Starting at the line that contains "label=gray court surface → get bounding box" and ending at the line that contains "[612,78,634,133]", both included, express those lines of the records as a JSON list of strings, one string per line, omitting blank lines.

· · · · · · ·

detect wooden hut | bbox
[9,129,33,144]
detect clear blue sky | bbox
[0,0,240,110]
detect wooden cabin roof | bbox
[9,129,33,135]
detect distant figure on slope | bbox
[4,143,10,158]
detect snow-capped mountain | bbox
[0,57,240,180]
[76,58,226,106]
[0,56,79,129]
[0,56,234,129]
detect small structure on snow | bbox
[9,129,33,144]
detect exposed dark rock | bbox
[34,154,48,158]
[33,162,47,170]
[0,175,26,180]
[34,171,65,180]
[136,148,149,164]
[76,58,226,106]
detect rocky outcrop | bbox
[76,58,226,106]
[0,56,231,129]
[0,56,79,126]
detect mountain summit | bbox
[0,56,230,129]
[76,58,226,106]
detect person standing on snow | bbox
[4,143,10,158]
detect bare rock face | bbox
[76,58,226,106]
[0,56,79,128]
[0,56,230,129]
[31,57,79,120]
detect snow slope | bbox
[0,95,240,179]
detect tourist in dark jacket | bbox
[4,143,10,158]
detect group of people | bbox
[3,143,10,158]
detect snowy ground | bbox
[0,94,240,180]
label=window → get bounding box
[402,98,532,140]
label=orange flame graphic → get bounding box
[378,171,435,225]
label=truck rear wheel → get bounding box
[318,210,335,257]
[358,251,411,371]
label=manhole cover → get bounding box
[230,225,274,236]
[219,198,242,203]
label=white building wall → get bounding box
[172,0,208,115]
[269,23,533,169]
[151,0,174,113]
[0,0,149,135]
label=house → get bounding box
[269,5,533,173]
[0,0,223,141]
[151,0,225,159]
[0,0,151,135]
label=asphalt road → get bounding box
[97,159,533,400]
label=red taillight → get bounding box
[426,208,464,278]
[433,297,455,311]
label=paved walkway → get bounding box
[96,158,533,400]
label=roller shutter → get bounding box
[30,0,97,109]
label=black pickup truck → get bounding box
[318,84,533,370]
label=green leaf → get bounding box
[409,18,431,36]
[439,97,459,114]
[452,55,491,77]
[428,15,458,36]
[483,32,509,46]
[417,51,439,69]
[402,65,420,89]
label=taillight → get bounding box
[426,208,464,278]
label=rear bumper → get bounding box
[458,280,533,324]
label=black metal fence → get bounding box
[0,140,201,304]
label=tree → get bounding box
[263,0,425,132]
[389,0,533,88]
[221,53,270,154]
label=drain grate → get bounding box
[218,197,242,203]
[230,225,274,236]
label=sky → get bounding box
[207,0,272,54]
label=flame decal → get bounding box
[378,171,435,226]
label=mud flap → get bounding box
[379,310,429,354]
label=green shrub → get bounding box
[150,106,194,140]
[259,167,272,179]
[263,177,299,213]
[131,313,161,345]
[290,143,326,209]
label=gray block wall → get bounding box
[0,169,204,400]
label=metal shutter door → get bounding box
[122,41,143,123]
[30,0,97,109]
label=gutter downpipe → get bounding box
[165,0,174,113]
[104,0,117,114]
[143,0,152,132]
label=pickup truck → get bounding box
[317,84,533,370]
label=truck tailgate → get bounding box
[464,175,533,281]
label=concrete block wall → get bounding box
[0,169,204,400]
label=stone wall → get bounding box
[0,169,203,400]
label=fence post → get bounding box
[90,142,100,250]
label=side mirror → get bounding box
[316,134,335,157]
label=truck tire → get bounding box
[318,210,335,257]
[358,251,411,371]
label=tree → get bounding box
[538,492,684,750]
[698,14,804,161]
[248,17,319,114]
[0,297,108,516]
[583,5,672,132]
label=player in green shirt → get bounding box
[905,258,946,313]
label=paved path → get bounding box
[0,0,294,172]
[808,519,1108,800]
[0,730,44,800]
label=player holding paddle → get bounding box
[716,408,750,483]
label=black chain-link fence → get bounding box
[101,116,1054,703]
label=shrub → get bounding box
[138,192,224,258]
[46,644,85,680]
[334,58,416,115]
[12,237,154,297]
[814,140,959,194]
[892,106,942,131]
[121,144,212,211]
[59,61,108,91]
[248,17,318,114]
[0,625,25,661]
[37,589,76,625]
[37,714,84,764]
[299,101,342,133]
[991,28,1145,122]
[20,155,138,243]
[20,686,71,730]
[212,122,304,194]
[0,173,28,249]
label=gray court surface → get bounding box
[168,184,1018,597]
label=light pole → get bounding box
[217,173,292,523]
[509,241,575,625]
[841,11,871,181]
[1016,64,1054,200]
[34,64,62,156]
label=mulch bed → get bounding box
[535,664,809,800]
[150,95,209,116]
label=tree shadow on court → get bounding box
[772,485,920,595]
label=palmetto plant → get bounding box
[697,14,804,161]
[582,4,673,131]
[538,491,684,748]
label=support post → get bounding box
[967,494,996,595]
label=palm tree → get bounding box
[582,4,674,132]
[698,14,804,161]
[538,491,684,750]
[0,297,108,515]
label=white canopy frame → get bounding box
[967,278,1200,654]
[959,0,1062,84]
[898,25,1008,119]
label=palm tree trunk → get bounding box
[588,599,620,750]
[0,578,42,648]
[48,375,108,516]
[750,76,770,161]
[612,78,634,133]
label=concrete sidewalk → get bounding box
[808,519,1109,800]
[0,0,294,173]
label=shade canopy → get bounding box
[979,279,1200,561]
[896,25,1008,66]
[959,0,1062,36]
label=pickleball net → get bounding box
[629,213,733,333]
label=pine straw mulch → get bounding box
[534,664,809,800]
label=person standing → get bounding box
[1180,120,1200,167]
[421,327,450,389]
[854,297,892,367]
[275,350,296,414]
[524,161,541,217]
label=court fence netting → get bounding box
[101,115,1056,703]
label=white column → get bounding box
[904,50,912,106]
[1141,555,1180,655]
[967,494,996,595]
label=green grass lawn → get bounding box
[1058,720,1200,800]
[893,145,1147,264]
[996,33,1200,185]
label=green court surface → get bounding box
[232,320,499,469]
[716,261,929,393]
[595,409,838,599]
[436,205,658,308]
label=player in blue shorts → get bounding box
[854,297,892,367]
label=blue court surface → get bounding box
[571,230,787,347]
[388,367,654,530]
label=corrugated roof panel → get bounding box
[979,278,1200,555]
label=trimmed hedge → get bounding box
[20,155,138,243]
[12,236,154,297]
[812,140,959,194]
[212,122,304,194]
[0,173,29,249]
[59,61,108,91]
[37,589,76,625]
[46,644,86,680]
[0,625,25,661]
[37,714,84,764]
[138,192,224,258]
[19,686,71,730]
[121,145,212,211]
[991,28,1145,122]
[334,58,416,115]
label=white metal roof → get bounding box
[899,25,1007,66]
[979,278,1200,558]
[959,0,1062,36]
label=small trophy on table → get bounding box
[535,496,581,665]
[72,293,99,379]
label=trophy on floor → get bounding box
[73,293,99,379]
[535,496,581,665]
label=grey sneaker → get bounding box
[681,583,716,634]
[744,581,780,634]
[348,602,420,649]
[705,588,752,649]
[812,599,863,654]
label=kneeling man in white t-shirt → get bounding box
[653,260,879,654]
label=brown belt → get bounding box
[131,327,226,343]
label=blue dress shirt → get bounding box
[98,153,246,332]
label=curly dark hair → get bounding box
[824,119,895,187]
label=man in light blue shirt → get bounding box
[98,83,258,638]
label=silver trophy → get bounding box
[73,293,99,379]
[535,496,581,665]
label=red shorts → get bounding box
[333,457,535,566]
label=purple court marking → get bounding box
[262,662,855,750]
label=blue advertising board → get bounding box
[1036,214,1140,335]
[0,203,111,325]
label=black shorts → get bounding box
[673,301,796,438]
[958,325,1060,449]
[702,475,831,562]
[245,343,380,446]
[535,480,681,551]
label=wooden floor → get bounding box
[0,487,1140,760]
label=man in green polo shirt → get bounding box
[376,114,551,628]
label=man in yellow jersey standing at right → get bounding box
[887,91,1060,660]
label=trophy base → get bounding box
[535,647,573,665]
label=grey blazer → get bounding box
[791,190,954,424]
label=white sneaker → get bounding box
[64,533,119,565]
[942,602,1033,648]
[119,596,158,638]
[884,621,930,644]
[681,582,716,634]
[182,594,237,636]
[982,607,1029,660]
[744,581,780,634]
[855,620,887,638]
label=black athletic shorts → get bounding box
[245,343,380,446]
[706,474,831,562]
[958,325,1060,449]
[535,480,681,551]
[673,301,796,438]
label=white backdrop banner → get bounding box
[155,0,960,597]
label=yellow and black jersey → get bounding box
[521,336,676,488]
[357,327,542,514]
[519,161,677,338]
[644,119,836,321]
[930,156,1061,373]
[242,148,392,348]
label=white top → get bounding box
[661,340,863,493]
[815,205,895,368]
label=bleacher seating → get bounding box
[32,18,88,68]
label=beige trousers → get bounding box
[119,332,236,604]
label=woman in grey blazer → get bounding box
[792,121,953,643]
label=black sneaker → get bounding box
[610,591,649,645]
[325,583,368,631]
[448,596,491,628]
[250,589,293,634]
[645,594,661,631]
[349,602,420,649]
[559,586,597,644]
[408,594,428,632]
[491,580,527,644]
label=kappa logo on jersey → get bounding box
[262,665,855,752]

· · · · · · ·

SOLUTION:
[
  "label=gray court surface → get bounding box",
  "[168,184,1018,597]",
  "label=light pole → get bounding box",
  "[217,173,292,523]",
  "[509,241,575,625]",
  "[841,11,871,181]",
  "[1016,64,1054,200]",
  "[34,64,62,156]",
  "label=mulch bed → get bounding box",
  "[535,664,809,800]",
  "[150,95,209,116]",
  "label=tree shadow on court → get bounding box",
  "[772,485,920,595]",
  "label=palmetto plant → get bounding box",
  "[697,14,804,161]",
  "[582,4,673,131]",
  "[538,491,684,748]",
  "label=support post → get bounding box",
  "[967,494,996,595]",
  "label=palm tree → get bounding box",
  "[582,4,674,132]",
  "[698,14,804,161]",
  "[538,491,684,750]",
  "[0,297,108,515]",
  "label=white canopy frame → get bounding box",
  "[967,278,1200,654]",
  "[959,0,1062,84]",
  "[898,25,1008,119]",
  "label=palm tree trunk → get bounding box",
  "[588,599,620,750]",
  "[0,578,42,648]",
  "[48,375,108,516]",
  "[750,76,770,161]",
  "[612,78,634,133]"
]